▶ _WRITTEN REQUEST 1_:
Can you arrange the rows, from the line containing "Where can you see the black" through the line containing "(1064, 495)", as a Markdown table with the columns Number and Row text, leaving out any blank lines?

>> Start TEXT SEGMENT

May 28, 2004 | Graham

Budget research and remembering 1996



It was Wayne Goss who said before the 1996 election that Queenslanders were waiting on their front porches with baseball bats for an opportunity to bash the Keating government. In 2004 our qualitative research into how Australians feel about the latest federal budget suggest it is now John Howard’s turn to be bashed.
In 1996 the community was sharply divided. The larger part of it felt that they had been shut out of public debate through “political correctness”. They also felt that they had been tricked into voting for Keating by the LAW tax cuts. Labor had been in power for 13 years and had presided over record high interest rates and rapidly escalating debt. While the economy was recovering from the “recession we had to have” it didn’t feel like a recovery a mood which Howard captured by characterizing the recovery as “5 minutes of economic sunshine”.
Voters had had enough, and it didn’t matter what Paul Keating said, they were just waiting to ditch him. All John Howard had to do was to avoid any significant errors, and turn up on the day. Despite that, and an expectation that Howard would win, there was a very real concern that Keating might sneak back in, which made voters even more determined to vote him out.
In 2004 a large portion of voters feel that they have been shut out of public debate. They see Australia as “defensive, inward looking…”; that there is a “real sense of fear pervading Australian culture”; and “no vision, or hope that we can take control of our future”. Their evidence for this is a perception that inequality has increased and that the government bastardises minorities for political advantage.

>> End TEXT SEGMENT

▶ _WRITTEN REQUEST 2_:
Which politicians are named in the text on budget research and the 1996 election?

>> Start THE RECORDS

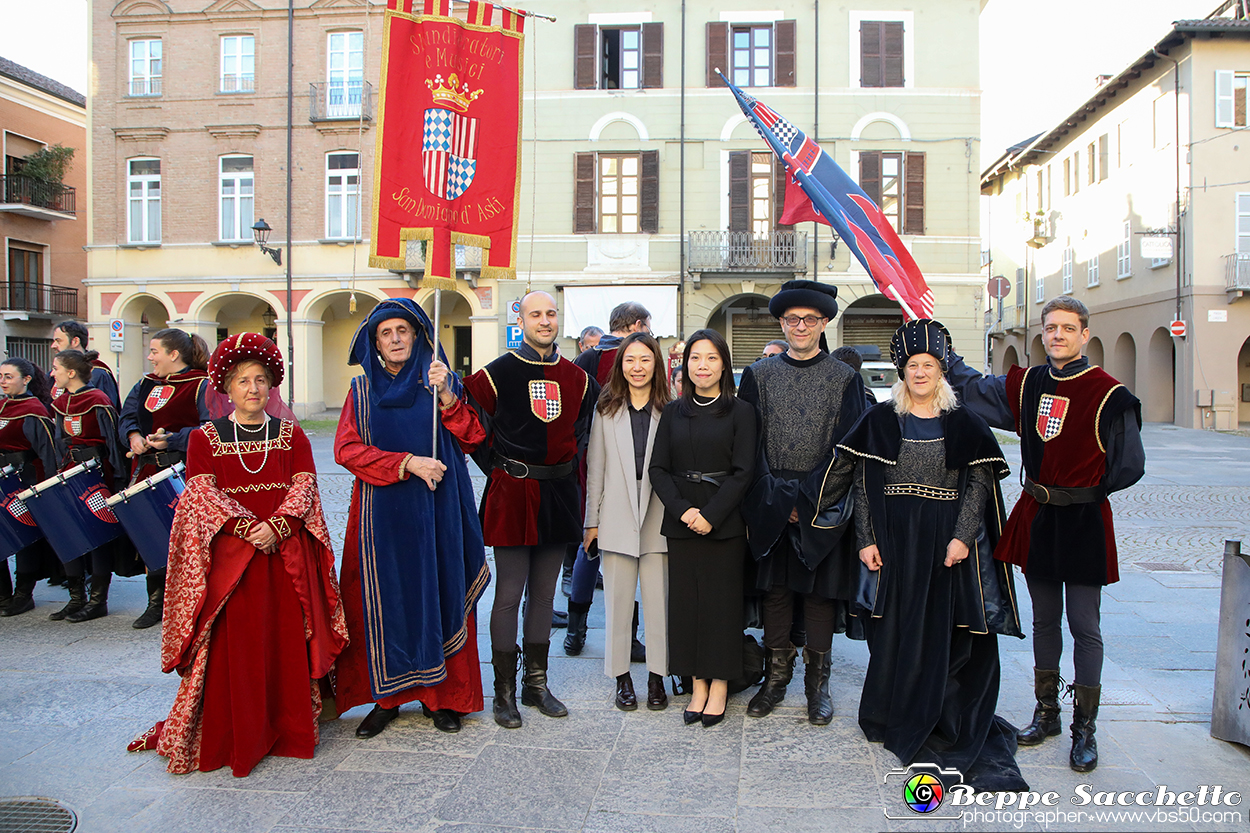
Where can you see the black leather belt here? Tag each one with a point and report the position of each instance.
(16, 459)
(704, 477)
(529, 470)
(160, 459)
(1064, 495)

>> End THE RECORDS
>> Start THE RECORDS

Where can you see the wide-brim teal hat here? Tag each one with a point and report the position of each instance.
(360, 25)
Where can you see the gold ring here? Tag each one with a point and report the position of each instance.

>> End THE RECORDS

▶ _FINAL ANSWER 1_:
| Number | Row text |
|---|---|
| 1 | Where can you see the black leather belt here? Tag each one with a point and report the position of each instance. |
| 2 | (16, 459) |
| 3 | (704, 477) |
| 4 | (529, 470) |
| 5 | (160, 459) |
| 6 | (1064, 495) |

▶ _FINAL ANSWER 2_:
- Wayne Goss
- Paul Keating
- John Howard